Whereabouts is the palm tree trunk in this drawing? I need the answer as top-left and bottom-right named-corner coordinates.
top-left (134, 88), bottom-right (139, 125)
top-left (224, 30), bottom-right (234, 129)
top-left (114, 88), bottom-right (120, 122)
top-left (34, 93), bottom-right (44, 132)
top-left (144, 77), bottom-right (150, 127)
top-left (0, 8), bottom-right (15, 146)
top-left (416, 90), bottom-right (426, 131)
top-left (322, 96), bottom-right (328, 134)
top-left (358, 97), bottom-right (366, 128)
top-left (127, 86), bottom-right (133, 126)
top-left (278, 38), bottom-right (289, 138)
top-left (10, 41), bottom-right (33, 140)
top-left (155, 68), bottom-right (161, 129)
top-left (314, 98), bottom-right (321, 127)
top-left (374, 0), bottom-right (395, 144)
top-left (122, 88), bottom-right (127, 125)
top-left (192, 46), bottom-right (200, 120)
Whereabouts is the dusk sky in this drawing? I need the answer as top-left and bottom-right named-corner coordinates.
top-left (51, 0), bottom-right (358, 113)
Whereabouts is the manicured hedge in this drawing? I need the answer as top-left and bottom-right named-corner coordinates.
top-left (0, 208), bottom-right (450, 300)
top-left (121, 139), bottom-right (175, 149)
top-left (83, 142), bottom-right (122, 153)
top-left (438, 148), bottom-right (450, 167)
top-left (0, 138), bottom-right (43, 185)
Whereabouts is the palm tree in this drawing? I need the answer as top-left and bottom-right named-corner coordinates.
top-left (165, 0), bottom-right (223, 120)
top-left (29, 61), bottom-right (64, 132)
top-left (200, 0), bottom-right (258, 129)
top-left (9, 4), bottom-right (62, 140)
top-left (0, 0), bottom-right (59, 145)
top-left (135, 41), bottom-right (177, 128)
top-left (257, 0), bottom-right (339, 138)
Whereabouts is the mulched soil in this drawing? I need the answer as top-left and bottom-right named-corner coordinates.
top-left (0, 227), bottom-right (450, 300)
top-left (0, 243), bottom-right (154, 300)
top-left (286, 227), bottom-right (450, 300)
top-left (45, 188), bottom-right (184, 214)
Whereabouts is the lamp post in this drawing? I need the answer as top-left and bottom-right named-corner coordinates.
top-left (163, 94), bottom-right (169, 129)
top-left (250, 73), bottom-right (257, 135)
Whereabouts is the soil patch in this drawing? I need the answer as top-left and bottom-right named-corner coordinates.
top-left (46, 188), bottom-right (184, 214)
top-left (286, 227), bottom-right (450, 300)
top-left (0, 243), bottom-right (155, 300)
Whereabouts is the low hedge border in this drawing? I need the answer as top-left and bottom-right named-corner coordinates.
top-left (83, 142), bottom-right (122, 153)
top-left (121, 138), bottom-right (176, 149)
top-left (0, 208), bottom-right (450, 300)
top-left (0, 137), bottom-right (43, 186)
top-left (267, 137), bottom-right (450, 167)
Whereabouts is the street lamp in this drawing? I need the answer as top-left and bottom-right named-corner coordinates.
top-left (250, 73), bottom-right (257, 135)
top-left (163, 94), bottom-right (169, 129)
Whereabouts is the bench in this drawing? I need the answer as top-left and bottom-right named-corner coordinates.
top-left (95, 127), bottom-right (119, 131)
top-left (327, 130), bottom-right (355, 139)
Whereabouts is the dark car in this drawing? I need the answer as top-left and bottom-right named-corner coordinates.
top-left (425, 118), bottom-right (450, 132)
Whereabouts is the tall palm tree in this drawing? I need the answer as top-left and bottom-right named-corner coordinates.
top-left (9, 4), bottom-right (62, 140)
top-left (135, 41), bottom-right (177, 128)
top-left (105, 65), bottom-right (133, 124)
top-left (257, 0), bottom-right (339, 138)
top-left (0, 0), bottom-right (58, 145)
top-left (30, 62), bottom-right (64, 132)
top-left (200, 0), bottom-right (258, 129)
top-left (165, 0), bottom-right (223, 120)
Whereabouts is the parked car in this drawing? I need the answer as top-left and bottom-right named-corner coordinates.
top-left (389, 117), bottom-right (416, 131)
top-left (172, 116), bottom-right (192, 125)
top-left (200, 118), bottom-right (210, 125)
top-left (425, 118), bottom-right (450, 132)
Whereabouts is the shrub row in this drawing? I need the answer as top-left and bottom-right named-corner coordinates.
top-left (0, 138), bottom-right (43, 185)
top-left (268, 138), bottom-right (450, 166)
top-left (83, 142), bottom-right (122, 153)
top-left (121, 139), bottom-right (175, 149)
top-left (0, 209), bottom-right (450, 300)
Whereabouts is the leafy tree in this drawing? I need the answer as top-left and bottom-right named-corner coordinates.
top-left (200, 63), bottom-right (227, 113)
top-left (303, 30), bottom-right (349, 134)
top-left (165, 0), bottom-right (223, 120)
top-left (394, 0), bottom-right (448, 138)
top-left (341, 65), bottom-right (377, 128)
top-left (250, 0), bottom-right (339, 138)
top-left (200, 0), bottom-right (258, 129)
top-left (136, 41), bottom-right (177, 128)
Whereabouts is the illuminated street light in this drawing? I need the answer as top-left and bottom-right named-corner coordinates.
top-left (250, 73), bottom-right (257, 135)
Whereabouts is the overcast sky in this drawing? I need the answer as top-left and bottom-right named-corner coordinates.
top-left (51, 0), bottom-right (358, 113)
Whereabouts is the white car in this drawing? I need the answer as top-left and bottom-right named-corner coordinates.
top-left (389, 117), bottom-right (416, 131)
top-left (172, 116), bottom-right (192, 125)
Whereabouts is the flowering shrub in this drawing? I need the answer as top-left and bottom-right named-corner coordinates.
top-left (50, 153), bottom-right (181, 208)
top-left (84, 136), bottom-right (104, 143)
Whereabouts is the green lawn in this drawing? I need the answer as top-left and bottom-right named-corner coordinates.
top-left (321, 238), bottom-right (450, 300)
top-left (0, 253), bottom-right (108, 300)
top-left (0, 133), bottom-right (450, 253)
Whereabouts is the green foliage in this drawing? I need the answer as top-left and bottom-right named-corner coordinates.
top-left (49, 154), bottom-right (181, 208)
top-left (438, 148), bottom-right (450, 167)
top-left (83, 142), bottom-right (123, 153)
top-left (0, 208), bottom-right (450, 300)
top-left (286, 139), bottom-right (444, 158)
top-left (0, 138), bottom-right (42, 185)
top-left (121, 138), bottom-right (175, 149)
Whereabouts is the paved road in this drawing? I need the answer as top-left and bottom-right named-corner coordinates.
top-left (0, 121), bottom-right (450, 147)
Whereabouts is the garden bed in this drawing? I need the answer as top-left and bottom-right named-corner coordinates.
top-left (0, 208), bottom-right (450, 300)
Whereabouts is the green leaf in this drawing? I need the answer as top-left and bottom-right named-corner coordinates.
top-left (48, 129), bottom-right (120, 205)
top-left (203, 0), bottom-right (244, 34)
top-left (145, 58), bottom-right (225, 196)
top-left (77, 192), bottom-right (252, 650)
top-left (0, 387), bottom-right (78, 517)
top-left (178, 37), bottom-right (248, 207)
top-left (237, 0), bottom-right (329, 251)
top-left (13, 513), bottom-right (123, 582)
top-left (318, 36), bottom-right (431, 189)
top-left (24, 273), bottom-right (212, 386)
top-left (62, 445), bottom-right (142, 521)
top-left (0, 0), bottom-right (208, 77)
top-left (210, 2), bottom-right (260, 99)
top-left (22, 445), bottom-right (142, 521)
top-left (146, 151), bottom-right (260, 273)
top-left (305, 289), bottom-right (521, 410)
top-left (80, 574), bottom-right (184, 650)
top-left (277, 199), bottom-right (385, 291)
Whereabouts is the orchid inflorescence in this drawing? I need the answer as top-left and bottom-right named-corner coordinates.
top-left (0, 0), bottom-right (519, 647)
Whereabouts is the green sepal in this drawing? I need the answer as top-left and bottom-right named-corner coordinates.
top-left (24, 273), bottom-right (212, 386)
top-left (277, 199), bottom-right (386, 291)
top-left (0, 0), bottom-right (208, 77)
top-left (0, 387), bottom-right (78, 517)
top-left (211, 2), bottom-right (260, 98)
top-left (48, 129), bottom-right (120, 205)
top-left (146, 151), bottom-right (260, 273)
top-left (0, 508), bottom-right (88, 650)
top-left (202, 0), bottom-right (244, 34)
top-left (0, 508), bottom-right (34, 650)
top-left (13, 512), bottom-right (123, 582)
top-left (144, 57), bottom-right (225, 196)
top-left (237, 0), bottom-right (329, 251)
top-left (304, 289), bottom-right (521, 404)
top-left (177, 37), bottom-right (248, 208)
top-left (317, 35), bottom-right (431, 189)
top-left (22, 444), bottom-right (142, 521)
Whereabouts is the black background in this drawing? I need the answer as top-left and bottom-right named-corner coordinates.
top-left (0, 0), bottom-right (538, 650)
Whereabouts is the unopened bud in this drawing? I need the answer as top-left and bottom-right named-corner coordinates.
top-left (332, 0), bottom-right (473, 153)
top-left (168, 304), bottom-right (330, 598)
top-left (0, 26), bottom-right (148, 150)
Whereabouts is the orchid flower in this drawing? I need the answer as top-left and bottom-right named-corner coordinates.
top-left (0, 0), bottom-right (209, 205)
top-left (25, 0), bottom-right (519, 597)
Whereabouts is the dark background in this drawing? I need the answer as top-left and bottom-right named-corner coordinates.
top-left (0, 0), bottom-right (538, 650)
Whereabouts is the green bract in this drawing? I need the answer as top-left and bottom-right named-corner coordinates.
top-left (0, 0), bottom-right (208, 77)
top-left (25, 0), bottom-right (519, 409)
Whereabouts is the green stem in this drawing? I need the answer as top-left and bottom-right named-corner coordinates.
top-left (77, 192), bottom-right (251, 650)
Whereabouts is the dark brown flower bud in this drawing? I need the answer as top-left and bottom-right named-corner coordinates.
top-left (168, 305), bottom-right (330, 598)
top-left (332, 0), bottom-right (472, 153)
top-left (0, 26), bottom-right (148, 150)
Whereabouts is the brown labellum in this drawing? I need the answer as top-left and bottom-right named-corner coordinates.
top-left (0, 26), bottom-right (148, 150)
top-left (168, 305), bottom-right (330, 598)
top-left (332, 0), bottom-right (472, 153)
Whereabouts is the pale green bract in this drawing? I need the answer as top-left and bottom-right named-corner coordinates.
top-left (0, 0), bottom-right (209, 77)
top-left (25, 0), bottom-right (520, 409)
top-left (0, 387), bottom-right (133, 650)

+ + + + +

Task instructions: Revise the data starting at the line that contains "Whereabouts is the green lawn" and ending at the line that contains "top-left (277, 199), bottom-right (385, 291)", changing "in this drawing" to "in this illustration" and keeping everything else unchanged. Return only those lines.

Exercise answer:
Whereabouts is the green lawn in this illustration? I need the answer as top-left and bottom-right named-corner coordinates.
top-left (321, 238), bottom-right (450, 300)
top-left (0, 253), bottom-right (108, 300)
top-left (0, 133), bottom-right (450, 253)
Whereabouts is the green foliage in this illustration? I need the answer as top-left and bottom-right named-corner coordinates.
top-left (49, 154), bottom-right (181, 208)
top-left (438, 148), bottom-right (450, 167)
top-left (83, 142), bottom-right (123, 153)
top-left (0, 208), bottom-right (450, 300)
top-left (286, 139), bottom-right (444, 158)
top-left (0, 138), bottom-right (42, 185)
top-left (121, 138), bottom-right (175, 149)
Whereabouts is the paved road in this illustration? I need the answer as top-left and bottom-right named-corner coordinates.
top-left (0, 121), bottom-right (450, 147)
Whereabouts is the garden bed in this illustration? I need the answer as top-left and bottom-right named-corner coordinates.
top-left (0, 208), bottom-right (450, 300)
Whereabouts is the green leaf in this illustration? I need the answer as top-left and bottom-right named-corner coordinates.
top-left (48, 129), bottom-right (120, 205)
top-left (203, 0), bottom-right (244, 34)
top-left (145, 58), bottom-right (225, 196)
top-left (77, 192), bottom-right (252, 650)
top-left (0, 387), bottom-right (78, 517)
top-left (178, 37), bottom-right (248, 207)
top-left (237, 0), bottom-right (329, 251)
top-left (13, 513), bottom-right (123, 582)
top-left (318, 36), bottom-right (431, 189)
top-left (24, 273), bottom-right (212, 386)
top-left (62, 445), bottom-right (142, 521)
top-left (0, 0), bottom-right (208, 77)
top-left (210, 2), bottom-right (260, 99)
top-left (22, 445), bottom-right (142, 521)
top-left (146, 151), bottom-right (260, 273)
top-left (305, 289), bottom-right (521, 410)
top-left (80, 574), bottom-right (184, 650)
top-left (277, 199), bottom-right (385, 291)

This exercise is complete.